Consigne 1
Combien de lignes des entrées ci-dessous contiennent le mot « rice » ? Donne seulement ce nombre.

Extrait du document
Cet argument est valide d’un point de vue statistique. Comme l’explique le théoricien du risque existentiel Toby Ord, de l’université d’Oxford : « S’il y avait un nombre croissant de lieux nécessitant d’être tous détruits pour que l’humanité disparaisse, et si la probabilité que chacun d’entre eux subisse une catastrophe était indépendante du sort des autres, alors l’humanité aurait de grandes chances de survivre indéfiniment » (2020 : 194). Autrement dit, la diversification de nos lieux d’habitation améliorerait nos chances de survie face aux risques existentiels (changement climatique, guerre nucléaire, intelligence artificielle désalignée, pandémie, etc.) en décorrélant ces risques de celui de notre extinction collective. L’expansionnisme accroît la quantité hypothétique d’existences futures, ce qui affecte significativement les calculs utilitaires concernant le futur. Mais ce qui fait défaut, c’est une comparaison de la manière dont ces vies futures seront vécues.

Il y a aussi une version spatiale de cet argument. Depuis au moins les années 1960, l’humanité vit dans ce qu’Alexander Geppert (2018) nomme « l’âge des limites ». Comme Vaclav Smil (2020) l’a clairement montré, la planète impose des limites strictes à la croissance future – même si elle est « dématérialisée ». Or depuis au moins la publication du livre de Gerard O’Neill, The High Frontier (1977, trad. fr. Les Villes de l’espace, 1978), les astrofuturistes ne cessent de dire qu’il existe une abondance de possibilités et de ressources en-dehors de notre planète. Jeff Bezos, par exemple, entrepreneur spatial et deuxième homme le plus riche du monde, fait ce pronostic :

« Un problème très fondamental sur le long terme, c’est que nous allons être à court d’énergie sur Terre. C’est arithmétique. Ça va arriver… Nous ne voulons pas arrêter d’utiliser de l’énergie. Mais nos niveaux de consommation ne sont pas tenables… Bonne nouvelle : si nous nous déplaçons dans le système solaire, nous aurons, pour tous nos besoins pratiques, des ressources illimitées… Nous pourrions avoir un billion d’humains dans le système solaire, ce qui signifierait un millier de Mozarts et un millier d’Einsteins. Ce serait une civilisation incroyable »

Liste des entrées
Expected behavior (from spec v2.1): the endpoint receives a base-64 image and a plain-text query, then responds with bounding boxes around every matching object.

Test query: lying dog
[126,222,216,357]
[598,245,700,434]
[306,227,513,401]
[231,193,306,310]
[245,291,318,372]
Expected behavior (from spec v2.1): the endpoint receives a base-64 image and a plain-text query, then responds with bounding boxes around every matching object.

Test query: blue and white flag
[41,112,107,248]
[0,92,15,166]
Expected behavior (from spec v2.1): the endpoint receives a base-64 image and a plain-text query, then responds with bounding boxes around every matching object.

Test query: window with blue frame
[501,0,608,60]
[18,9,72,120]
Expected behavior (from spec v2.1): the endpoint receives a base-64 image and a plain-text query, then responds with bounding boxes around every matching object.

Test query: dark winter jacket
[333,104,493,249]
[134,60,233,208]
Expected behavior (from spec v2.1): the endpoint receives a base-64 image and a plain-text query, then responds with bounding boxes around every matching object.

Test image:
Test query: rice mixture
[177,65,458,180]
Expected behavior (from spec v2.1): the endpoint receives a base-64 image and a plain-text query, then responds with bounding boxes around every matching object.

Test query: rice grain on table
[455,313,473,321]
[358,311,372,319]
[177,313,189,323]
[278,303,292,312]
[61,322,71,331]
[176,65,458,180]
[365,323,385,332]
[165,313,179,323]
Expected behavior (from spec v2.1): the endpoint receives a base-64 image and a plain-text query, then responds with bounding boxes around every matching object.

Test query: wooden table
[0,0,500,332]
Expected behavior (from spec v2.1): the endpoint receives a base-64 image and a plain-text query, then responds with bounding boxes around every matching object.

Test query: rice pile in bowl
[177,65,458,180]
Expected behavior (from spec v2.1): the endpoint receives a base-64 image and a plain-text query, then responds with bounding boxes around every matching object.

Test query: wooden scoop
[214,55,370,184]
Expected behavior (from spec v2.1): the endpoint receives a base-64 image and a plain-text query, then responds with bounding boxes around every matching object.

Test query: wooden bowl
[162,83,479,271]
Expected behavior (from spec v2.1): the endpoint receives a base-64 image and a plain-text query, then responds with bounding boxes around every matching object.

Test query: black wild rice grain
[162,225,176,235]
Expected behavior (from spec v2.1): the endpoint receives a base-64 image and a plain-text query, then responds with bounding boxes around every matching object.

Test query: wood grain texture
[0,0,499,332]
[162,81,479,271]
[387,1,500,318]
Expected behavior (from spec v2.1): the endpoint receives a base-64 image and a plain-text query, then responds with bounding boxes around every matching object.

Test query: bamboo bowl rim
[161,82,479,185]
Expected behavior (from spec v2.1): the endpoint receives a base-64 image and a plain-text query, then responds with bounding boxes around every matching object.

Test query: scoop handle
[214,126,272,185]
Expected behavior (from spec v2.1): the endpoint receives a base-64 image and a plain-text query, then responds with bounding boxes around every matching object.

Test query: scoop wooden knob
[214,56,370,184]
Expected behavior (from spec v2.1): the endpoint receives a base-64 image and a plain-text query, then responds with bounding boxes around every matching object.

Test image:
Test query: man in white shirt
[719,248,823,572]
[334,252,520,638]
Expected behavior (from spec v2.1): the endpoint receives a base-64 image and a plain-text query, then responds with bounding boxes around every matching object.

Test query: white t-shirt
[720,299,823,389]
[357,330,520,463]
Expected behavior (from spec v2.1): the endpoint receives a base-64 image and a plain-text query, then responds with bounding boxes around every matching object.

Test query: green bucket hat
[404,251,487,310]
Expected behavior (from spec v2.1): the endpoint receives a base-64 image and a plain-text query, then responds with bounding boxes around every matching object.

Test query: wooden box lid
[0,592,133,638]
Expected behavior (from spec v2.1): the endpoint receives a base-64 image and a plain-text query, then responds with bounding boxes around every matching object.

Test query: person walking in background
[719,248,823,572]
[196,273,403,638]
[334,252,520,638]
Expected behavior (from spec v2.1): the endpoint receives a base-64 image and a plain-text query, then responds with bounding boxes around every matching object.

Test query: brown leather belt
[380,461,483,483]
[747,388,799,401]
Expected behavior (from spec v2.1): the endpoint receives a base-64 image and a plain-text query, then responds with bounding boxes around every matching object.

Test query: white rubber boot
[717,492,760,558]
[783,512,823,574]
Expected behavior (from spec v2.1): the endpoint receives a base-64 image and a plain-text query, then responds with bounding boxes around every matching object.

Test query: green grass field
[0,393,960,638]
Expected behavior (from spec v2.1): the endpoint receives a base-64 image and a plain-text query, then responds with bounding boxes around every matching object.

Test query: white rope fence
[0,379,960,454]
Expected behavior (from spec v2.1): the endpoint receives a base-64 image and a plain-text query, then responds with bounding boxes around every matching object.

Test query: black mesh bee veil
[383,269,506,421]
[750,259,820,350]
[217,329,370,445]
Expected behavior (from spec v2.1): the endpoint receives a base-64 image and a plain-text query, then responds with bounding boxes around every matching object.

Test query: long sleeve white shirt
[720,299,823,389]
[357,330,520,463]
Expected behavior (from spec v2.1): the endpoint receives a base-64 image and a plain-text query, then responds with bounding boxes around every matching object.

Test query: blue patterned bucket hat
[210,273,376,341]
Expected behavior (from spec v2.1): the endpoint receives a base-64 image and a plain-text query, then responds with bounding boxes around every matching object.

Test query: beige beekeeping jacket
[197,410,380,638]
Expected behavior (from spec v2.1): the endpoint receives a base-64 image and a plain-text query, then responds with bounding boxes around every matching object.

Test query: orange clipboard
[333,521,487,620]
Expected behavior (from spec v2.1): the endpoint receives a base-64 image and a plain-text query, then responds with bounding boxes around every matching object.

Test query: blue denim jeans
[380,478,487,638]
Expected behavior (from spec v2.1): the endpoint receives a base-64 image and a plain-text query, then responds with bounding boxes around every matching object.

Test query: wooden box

Consigne 2
Poursuis l'extrait ci-dessus sur l'expansion de l'humanité dans l'espace, à partir de sa dernière phrase.

Résultat final 1
4

Résultat final 2
Bezos, 2020.

Coloniser l’espace ne nous libérerait pas seulement de notre crainte actuelle des catastrophes, dont le déplacement des limites de la planète nous rapproche dangereusement ; cela pourrait aussi engendrer une explosion démographique et ouvrir un nouveau paradigme où l’épuisement des ressources ne serait plus à l’ordre du jour. Une fois de plus, la question de la qualité de la vie ne se pose pas, il s’agit d’une simple logique du plus = plus.

Mais qu’est-ce qui, réellement, deviendrait abondant ? Pour que la conclusion répugnante n’apparaisse pas comme telle, encore faudrait-il que le futur dans l’espace soit à la hauteur des attentes. Les récits de science-fiction – y compris les dystopies – cherchent généralement à nous faire croire qu’un avenir loin de la planète serait merveilleux. Les « milliardaires de l’espace », ou rocket billionaires, comme les appelle Tim Fernholz (2018) disent que le futur qu’ils sont en train de construire est « fantastique » et « incroyable ». Mais n’est-ce qu’une publicité mensongère, ou une manière cynique de monétiser le capital culturel qu’ils ont amassé en agissant selon les doctrines des moralistes néo-futuristes ?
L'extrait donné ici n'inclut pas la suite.